| What is expected |
Would you go through the records below and copy each line with the string "blue"?

| Source records |
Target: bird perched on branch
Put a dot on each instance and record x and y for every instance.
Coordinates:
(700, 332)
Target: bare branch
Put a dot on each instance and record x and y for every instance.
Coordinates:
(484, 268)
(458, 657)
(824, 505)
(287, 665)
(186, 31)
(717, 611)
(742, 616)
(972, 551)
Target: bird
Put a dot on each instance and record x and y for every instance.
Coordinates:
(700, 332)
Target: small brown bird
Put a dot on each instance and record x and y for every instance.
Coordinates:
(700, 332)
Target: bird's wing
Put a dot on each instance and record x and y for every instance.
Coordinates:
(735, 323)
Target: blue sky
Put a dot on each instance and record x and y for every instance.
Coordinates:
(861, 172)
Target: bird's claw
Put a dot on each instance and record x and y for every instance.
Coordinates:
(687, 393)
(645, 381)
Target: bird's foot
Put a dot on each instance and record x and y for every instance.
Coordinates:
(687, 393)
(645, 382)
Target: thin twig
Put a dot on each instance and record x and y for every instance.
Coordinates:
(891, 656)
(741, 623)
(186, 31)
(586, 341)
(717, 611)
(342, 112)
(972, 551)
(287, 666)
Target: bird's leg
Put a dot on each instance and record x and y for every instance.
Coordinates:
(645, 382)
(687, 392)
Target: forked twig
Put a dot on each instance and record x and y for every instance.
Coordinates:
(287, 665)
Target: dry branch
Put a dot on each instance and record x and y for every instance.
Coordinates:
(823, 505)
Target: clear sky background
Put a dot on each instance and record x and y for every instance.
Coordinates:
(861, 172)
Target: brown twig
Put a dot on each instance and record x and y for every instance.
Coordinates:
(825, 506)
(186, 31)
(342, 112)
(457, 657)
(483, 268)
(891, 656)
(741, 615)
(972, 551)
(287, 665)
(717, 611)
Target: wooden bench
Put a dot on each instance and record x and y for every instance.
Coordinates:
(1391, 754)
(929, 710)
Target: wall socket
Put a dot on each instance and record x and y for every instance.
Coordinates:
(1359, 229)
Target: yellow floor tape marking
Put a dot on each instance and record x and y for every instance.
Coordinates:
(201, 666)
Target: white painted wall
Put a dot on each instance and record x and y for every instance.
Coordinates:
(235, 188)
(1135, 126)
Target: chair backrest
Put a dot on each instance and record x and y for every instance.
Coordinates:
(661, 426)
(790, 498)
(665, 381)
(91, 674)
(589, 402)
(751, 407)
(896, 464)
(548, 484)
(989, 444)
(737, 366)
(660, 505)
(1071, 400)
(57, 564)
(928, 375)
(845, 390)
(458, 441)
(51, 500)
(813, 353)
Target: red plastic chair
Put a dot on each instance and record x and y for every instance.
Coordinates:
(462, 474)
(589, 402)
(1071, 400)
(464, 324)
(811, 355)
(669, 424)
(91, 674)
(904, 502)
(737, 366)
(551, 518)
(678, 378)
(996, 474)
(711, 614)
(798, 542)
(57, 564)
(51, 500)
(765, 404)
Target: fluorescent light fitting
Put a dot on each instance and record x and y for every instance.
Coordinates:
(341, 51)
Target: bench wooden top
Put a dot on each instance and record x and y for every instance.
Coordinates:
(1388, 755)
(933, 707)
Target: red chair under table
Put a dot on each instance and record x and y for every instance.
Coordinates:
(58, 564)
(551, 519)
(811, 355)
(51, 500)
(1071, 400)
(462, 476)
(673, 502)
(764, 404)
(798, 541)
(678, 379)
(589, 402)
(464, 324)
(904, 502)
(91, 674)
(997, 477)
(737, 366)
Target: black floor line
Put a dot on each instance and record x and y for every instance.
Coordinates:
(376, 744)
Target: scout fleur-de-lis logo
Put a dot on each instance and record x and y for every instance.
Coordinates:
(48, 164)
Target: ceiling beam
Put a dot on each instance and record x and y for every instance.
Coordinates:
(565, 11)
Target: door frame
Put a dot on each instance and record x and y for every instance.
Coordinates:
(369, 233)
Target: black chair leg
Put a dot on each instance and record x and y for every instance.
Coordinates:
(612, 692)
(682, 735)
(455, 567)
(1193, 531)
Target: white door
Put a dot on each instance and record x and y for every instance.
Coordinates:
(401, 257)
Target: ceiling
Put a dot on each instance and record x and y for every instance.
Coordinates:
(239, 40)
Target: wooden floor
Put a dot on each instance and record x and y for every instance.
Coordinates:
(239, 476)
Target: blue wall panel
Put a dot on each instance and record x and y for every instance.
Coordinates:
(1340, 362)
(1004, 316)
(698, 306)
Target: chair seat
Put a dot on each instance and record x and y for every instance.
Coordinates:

| Problem solution |
Target: blue sky
Target: blue wall panel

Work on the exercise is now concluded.